> _What the task asks_: Reproduce the passage of the JSON-to-SpaceDocument example below, between "SpaceTypeDescriptor typeDescriptor = new" and "jaxson object mapper.", inclusive.
BEGIN Text segment
You can map JSON to and from a SpaceDocument with any parser. Here is an example:

package xap.sandbox.document;

import java.io.IOException;
import java.util.HashMap;

import org.codehaus.jackson.JsonGenerationException;
import org.codehaus.jackson.map.JsonMappingException;
import org.codehaus.jackson.map.ObjectMapper;
import org.openspaces.core.GigaSpace;
import org.openspaces.core.GigaSpaceConfigurer;
import org.openspaces.core.space.EmbeddedSpaceConfigurer;

import com.gigaspaces.document.SpaceDocument;
import com.gigaspaces.metadata.SpaceTypeDescriptor;
import com.gigaspaces.metadata.SpaceTypeDescriptorBuilder;
import com.gigaspaces.metadata.index.SpaceIndexType;
import com.j_spaces.core.client.SQLQuery;

public class ConvertJSONTODocument {

    @SuppressWarnings("unchecked")
    public static void main (String[] args) throws JsonGenerationException, JsonMappingException, IOException{
        
        GigaSpace gigaSpace = new GigaSpaceConfigurer(new EmbeddedSpaceConfigurer("mySpace")).gigaSpace();
        
        /****
         * We Need to Register a type by specifying a name, id, and routing field.
         * Routing is used to partition data across the grid, similar to a shard key 
         * This only needs to be done once 
         */
        final String PRODUCT_TYPE_NAME = "Product";

        SpaceTypeDescriptor typeDescriptor = new SpaceTypeDescriptorBuilder(PRODUCT_TYPE_NAME)
                    .idProperty("id")
                    .routingProperty("location")
                    .addPropertyIndex("processed", SpaceIndexType.EQUAL)
                    .create();

        gigaSpace.getTypeManager().registerTypeDescriptor(typeDescriptor);

        /****
         * Example JSON payload containing the properties 
         * of the new Type. In this example we use jaxson object mapper.
END Text segment
BEGIN Entries supplied
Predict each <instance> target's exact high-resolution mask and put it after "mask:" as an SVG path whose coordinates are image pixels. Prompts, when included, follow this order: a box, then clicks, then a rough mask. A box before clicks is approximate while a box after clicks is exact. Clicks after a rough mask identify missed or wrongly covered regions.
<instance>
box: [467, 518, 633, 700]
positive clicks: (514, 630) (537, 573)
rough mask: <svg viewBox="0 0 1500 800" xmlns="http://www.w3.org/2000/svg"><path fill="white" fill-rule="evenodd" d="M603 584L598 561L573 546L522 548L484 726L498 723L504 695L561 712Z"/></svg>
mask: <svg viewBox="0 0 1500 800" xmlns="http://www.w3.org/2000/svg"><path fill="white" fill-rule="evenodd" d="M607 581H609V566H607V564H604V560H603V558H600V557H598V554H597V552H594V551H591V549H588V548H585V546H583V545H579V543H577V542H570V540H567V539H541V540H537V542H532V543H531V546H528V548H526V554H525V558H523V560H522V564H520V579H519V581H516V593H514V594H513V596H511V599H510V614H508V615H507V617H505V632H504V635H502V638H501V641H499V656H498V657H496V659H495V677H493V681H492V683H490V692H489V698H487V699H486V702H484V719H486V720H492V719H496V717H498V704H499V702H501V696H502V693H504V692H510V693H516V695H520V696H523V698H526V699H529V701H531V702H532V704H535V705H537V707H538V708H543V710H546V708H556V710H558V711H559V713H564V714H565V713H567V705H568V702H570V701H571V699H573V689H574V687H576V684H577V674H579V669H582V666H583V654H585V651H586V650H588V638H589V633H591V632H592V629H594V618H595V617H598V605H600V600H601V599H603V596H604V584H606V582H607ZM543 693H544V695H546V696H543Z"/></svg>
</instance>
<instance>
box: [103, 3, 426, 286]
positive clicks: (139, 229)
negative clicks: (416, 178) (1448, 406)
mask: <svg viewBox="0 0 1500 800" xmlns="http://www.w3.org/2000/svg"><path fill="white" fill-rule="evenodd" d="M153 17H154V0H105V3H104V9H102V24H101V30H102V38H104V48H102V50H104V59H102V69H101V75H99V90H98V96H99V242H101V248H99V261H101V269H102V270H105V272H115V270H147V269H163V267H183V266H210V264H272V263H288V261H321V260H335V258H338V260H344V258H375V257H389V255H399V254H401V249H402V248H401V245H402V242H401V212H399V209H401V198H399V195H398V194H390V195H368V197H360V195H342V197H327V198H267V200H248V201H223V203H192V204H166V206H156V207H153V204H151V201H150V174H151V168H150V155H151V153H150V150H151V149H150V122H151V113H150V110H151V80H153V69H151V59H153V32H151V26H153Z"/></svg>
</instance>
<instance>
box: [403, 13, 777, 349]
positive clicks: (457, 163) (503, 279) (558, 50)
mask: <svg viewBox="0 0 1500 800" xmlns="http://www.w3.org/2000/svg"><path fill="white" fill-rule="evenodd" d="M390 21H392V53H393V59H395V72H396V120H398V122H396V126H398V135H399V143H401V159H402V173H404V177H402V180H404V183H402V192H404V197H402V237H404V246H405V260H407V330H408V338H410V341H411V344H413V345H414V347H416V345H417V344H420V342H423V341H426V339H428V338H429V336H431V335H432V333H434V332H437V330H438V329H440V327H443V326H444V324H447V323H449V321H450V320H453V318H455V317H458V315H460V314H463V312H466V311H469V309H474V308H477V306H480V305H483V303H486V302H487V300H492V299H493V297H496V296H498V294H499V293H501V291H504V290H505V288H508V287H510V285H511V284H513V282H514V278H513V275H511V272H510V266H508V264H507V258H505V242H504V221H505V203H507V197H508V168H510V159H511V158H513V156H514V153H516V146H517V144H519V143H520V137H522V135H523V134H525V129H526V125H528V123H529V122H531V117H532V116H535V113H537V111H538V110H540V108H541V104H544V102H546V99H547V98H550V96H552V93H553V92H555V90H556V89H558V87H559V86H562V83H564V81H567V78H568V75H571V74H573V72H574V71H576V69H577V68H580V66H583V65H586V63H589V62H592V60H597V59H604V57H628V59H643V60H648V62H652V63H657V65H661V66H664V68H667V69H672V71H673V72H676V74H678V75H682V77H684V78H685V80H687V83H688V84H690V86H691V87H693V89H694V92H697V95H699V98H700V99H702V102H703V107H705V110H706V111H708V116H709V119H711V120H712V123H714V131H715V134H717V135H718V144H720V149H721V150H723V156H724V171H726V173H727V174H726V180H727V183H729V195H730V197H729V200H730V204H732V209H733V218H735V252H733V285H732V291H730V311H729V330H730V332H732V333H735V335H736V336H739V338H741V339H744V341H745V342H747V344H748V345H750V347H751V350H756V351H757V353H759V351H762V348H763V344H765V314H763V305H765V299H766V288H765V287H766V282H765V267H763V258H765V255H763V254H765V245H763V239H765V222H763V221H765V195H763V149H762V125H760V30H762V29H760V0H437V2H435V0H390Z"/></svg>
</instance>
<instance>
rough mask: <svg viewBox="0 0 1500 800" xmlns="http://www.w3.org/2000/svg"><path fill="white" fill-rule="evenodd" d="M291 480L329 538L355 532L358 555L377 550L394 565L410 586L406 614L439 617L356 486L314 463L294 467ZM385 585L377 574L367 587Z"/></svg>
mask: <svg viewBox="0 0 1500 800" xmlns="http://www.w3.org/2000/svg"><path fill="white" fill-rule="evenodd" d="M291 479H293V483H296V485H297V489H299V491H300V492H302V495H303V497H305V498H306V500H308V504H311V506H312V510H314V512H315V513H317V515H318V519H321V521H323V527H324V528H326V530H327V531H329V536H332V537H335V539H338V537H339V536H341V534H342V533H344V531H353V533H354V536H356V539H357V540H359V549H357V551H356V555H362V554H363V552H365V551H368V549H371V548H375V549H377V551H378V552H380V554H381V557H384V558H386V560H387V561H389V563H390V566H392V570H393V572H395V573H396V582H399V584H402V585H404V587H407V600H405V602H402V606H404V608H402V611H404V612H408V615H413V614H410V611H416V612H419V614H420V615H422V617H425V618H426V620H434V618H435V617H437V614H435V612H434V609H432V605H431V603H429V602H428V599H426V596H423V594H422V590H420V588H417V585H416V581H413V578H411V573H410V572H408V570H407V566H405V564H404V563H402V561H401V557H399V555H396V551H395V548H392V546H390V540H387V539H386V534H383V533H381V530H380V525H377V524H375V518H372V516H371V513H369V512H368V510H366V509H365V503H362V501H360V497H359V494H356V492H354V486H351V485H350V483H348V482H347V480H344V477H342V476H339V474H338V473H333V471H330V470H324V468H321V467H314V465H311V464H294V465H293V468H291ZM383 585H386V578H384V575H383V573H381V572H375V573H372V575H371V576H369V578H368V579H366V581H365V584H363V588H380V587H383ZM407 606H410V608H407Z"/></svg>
END Entries supplied
> _Exercise answer_:
SpaceTypeDescriptor typeDescriptor = new SpaceTypeDescriptorBuilder(PRODUCT_TYPE_NAME)
                    .idProperty("id")
                    .routingProperty("location")
                    .addPropertyIndex("processed", SpaceIndexType.EQUAL)
                    .create();

        gigaSpace.getTypeManager().registerTypeDescriptor(typeDescriptor);

        /****
         * Example JSON payload containing the properties 
         * of the new Type. In this example we use jaxson object mapper.